Polling places in Fauquier County will be open on Tuesday, June 23 for primary elections to choose party nominees for the U.S. Congress and U.S. Senate. Polls will be open from 6 a.m. to 7 p.m.
The Fauquier County registrar’s office will be open each day through Saturday, June 20. The deadline for casting an absentee ballot in-person is 5 p.m. Saturday. Absentee ballots sent to the registrar’s office by mail must be received by 7 p.m. on election day to be counted.
Registrar Alex Ables emphasized in an email that the registrar’s office will be open on Friday, June 19, even as other county offices are closed for the recently announced Juneteenth state holiday. “This office cannot close on such short notice in the last days immediately preceding a scheduled election,” Ables said.
Because an individual may not cast a ballot in more than one party's primary election, each registered voter in Fauquier County will be able to participate in no more than one primary election on Tuesday. Primary elections in Virginia are open to any registered voter who lives within a certain jurisdiction; a voter does not need to be registered with a certain party to vote in that party's election.
Any Fauquier voter may choose to participate in the statewide primary election to choose the Republican Party's nominee for U.S. Senate.
Most of Fauquier County lies within the 5th Congressional District; registered voters residing in this district are eligible to participate in the Democratic Party's primary election for that congressional seat. Voters living in the 1st District may vote for the democratic nominee for that congressional seat.
Although each voter must state to an elections officer in which party's primary they wish to cast a ballot, doing so does not mean that voter is registered with that party, Ables emphasized.
Click here to check your voter registration status, confirm which district you live in, and locate your polling place.
The statewide primary for the Republican Party’s nominee for U.S. Senate features three candidates: Alissa Baldwin, of Lunenburg County; Daniel Gade, of Alexandria, and Thomas Speciale, of Woodbridge.
The Democratic Party will not hold a Senate primary. Sen. Mark Warner, who was first elected to the seat in 2008, is unopposed for his party’s nomination.
5th U.S. Congressional District
In the 5th Congressional District, which includes most of Fauquier County, four candidates will be on the ballot in the democratic primary: – RD Huffstetler, of Charlottesville; John Lesinski, of Washington, Va.; Claire Russo, of Earlysville, and Cameron Webb, of Charlottesville.
The Republican Party nominee for the 5th District is Bob Good, of Campbell County; he defeated incumbent Rep. Denver Riggleman at a June 13 convention.
1st U.S. Congressional District
The 1st Congressional District, which includes parts of southern Fauquier County, is currently represented by Republican Rob Wittman, who was not opposed for his party’s nomination this year.
Qasim Rashid, of Stafford, and Vangie Williams, of King George, will be on the ballot on Tuesday for the Democratic Party primary. Williams was the democratic nominee for the seat in 2018, receiving 45% of the vote in the general election.

§ GIVEN INFORMATION:
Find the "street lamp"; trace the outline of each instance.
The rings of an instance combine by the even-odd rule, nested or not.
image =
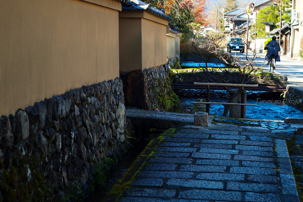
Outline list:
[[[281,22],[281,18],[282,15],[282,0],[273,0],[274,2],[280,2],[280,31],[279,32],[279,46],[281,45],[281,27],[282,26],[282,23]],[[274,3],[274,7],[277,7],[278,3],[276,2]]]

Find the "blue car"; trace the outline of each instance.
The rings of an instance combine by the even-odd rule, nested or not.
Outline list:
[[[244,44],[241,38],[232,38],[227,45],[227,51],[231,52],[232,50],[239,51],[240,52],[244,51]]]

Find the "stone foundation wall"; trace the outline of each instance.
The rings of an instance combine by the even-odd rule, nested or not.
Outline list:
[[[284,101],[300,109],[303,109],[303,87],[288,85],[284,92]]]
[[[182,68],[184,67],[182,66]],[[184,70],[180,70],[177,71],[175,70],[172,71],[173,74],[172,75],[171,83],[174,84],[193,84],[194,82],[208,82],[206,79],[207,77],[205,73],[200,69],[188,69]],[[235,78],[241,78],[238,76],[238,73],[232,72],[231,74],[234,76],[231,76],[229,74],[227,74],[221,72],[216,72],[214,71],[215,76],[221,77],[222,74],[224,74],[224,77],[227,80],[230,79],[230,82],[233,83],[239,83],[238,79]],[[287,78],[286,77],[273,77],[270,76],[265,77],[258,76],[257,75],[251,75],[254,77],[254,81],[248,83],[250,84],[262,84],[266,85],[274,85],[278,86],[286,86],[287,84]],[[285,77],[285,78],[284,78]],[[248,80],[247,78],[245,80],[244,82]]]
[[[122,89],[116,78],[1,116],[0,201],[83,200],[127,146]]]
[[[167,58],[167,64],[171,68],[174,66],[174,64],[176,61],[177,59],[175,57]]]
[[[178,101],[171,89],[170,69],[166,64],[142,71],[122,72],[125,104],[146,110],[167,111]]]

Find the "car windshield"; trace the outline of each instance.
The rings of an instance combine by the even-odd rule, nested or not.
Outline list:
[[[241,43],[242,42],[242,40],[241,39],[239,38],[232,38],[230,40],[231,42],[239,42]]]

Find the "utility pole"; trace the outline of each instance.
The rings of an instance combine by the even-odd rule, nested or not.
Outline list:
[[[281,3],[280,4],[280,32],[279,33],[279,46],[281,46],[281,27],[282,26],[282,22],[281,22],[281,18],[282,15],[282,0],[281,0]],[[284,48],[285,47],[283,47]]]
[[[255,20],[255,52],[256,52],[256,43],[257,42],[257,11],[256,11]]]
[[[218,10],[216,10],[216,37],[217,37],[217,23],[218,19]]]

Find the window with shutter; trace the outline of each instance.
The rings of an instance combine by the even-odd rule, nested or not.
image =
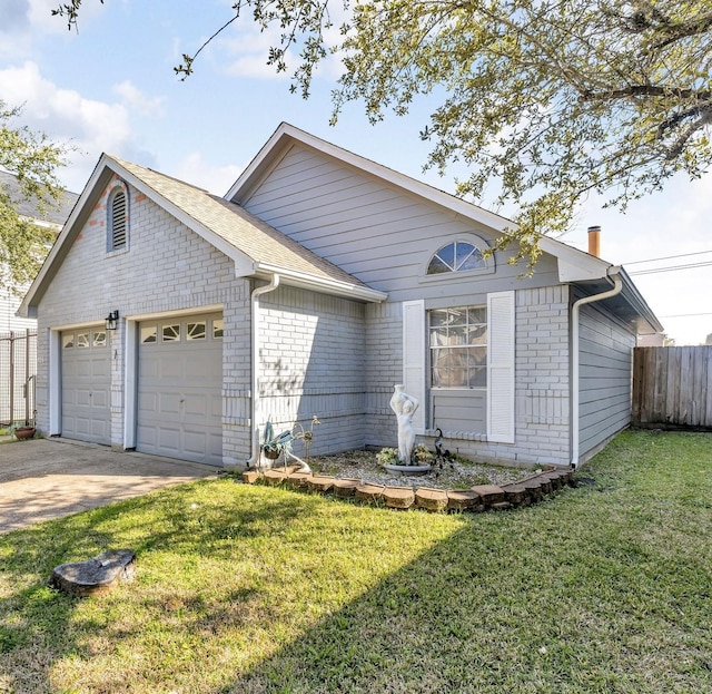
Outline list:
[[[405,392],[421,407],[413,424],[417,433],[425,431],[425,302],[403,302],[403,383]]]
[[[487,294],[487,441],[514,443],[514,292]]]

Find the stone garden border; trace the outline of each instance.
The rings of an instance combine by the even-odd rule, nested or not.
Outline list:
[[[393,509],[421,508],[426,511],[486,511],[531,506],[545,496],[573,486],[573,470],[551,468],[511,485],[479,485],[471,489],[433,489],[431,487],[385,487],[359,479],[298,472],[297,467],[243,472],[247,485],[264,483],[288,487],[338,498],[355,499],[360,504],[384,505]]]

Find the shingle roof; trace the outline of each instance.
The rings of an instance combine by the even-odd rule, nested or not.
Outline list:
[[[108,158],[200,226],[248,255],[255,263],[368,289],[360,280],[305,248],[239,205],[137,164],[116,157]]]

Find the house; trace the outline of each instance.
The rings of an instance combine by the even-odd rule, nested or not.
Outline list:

§ LIST OF TASKS:
- a) Rewrite the paragraph of the primary election article beginning "The Fauquier County registrar’s office will be open" as a brief list that keeps its main facts.
- b) Quote from the primary election article the passage that opens with the words containing "Although each voter" and closes with "party, Ables emphasized.".
The items above are separate material, unrelated to the primary election article.

§ SOLVED TASKS:
- a)
- Registrar's office open every day through Saturday, June 20
- In-person absentee voting deadline: 5 p.m. Saturday
- Mailed absentee ballots must reach the registrar's office by 7 p.m. on election day to be counted

- b)
Although each voter must state to an elections officer in which party's primary they wish to cast a ballot, doing so does not mean that voter is registered with that party, Ables emphasized.